[Start Stored rows]

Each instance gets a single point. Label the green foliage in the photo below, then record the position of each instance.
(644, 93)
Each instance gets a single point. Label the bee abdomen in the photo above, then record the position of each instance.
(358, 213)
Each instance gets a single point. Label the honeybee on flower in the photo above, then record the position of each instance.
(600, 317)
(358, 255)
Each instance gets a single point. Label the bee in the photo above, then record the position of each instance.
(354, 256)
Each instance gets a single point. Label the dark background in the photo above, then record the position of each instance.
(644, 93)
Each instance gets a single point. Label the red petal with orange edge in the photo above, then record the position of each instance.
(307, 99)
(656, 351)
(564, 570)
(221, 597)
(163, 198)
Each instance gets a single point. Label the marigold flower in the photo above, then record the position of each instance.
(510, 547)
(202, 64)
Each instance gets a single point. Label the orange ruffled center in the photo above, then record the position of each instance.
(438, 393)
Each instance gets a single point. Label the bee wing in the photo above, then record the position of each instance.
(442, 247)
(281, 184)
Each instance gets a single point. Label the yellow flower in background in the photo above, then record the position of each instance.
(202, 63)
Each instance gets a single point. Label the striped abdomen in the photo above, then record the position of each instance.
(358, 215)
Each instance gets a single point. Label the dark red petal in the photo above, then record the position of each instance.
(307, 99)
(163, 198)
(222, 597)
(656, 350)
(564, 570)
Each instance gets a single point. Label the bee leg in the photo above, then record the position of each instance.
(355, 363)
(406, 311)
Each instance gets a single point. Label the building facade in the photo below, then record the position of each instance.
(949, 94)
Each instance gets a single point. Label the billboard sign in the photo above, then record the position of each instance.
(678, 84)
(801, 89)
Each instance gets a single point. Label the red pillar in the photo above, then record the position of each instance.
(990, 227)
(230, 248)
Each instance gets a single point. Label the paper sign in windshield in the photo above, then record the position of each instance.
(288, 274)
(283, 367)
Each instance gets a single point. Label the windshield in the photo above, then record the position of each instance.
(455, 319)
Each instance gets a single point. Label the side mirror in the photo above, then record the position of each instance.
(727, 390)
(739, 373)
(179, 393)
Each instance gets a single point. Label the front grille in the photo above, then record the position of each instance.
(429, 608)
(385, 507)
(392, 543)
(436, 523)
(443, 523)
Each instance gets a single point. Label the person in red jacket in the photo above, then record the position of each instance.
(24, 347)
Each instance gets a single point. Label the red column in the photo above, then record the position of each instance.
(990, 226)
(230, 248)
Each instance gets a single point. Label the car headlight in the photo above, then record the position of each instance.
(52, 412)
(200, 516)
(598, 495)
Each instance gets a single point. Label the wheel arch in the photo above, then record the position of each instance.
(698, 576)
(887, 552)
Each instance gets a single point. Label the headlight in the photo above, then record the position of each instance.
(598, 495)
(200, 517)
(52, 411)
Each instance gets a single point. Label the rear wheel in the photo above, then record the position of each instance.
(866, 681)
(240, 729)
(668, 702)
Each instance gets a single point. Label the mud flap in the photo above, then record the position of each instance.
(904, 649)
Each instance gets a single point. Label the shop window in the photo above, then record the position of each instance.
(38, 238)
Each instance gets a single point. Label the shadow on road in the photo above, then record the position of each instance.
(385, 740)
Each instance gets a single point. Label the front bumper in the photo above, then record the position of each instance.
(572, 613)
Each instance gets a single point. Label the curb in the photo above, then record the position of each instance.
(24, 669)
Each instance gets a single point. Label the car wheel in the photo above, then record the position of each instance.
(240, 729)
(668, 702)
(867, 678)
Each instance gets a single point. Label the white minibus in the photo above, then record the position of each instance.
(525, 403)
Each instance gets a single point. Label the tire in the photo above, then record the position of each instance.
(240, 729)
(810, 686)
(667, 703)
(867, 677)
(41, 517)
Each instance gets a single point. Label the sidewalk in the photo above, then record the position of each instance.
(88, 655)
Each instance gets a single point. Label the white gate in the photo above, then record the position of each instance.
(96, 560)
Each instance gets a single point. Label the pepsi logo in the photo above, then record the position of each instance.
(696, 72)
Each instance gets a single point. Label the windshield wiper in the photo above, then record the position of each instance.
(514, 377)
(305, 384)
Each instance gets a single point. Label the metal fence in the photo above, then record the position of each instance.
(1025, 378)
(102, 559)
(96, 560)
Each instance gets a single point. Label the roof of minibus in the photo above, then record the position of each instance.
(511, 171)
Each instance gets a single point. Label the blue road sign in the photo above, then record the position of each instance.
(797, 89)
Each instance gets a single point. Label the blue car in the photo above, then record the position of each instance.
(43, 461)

[End Stored rows]

◆ What this task involves
From the listing above, extract all records word for word.

◆ Finished answer
Each instance gets a single point. Label the green foliage in the photo below, then record the position of each instance.
(644, 93)
Each instance gets a single point. Label the bee abdomen in the photo above, then record the position of each instance.
(358, 213)
Each instance gets a single point. Label the honeybee on flower in the photo above, then record the position of each instance.
(600, 317)
(358, 255)
Each instance gets a single point. Label the bee in the photo above, then record the position of each instance.
(354, 256)
Each instance gets a single point. Label the dark background in the photo above, then record the position of each instance.
(644, 93)
Each instance gets a single point. Label the red petal with orange edge in the photo above, then record the position of each instance.
(307, 99)
(656, 351)
(564, 570)
(221, 597)
(163, 198)
Each instance gets a single point. Label the marigold flower in the photo above, then record the position of each instance.
(510, 547)
(202, 64)
Each instance gets a single point. Label the orange ruffled center in the photo above, then record the position of each instance.
(438, 393)
Each instance gets a single point. Label the bee wing in the photo above, then record the position of each instance.
(442, 247)
(281, 184)
Each instance gets a single point. Label the yellow flower in background in the photo above, then record the position of each instance.
(202, 63)
Each instance gets a single point. Label the striped abdomen in the photo above, then record the position of each instance.
(358, 215)
Each instance gets a single point. Label the dark red petal in the photo above, then record the position of each instance.
(307, 99)
(163, 198)
(222, 597)
(656, 350)
(564, 570)
Each instance gets a single point. Label the bee leg in the photo above, then record the position of each instance.
(355, 363)
(406, 311)
Each instance gets a single point. Label the building facade in the photo below, then record the position of each instance.
(949, 94)
Each instance gets a single point. Label the billboard sign in the photo above, then record the position of each instance.
(678, 84)
(801, 89)
Each instance gets a single point. Label the red pillar in the photo above, then record the position of each instance.
(990, 227)
(230, 248)
Each instance gets a single point. Label the paper sign in windshield in the photo above, then record the position of each instance.
(288, 274)
(283, 367)
Each instance gets a single point. Label the windshield in the photo above, then record the position of each instance.
(455, 319)
Each instance gets a single point. Label the side mirror in the photo above, then record the position of each instance.
(727, 390)
(739, 373)
(179, 393)
Each instance gets a single point. Label the front grille in the photo above, then record the position of each instance.
(429, 608)
(385, 507)
(392, 543)
(436, 523)
(443, 523)
Each instance gets a single point. Label the person in red jacket in the photo above, then record the position of each instance.
(24, 347)
Each instance gets a single point. Label the red column in the photo above, then record the position of each instance.
(990, 226)
(230, 248)
Each instance gets a single point. Label the car headlight in the photo above, then record the position of each instance.
(52, 412)
(200, 516)
(598, 495)
Each instance gets a single point. Label the wheel arch in the photo above, then record the position of each instance.
(698, 576)
(887, 552)
Each instance gets a single point. Label the headlight in the photo above, then record the position of each instance.
(598, 495)
(200, 517)
(52, 411)
Each instance gets a single point. Label the rear wheel in the photo above, then record the position of each instance.
(866, 681)
(240, 729)
(668, 702)
Each instance gets a single point. Label the mud flap in the photo above, then record the position of each instance.
(904, 649)
Each instance gets a single point. Label the shop window in the photo above, then record the position of each instance.
(38, 238)
Each instance gets a single point. Label the shadow on road in the photo above, then record the position of each instance.
(385, 740)
Each instance gets a single point. Label the front bumper in the photo above, then record the position of each instance.
(572, 613)
Each instance gets a single point. Label the curb in the photo above, then record the position of each instance.
(24, 669)
Each instance gets a single point. Label the car wheel in the photo above, then record the position of each instance.
(240, 729)
(668, 702)
(867, 678)
Each instance gets a single point. Label the white minibus in the photo above, then record the position of each instance.
(525, 403)
Each instance gets a single point. Label the tire in the photo above, then record the position of each instance.
(240, 729)
(810, 686)
(667, 703)
(867, 677)
(41, 517)
Each instance gets a single point. Label the sidewalk in the photo above, then record the position of each instance.
(88, 655)
Each instance gets a single point. Label the white gate in the photo above, then record the position of each instance.
(96, 560)
Each instance gets a single point. Label the pepsi logo in the photo above, then record the position of each instance.
(696, 72)
Each instance gets a single point. Label the windshield wiper in the photo above, then record the position of each instance.
(514, 377)
(305, 384)
Each instance gets a single point. Label the metal fence in the photo above, then record the position of each instance.
(1025, 378)
(102, 559)
(96, 560)
Each instance gets a single point. Label the roof of minibus in the photo above, then record the position of each instance.
(511, 171)
Each instance gets a single point. Label the blue road sign in the photo above, then record the position of each instance.
(797, 89)
Each instance gets a single point. Label the blue car in the photo above, then record the position of each instance.
(43, 461)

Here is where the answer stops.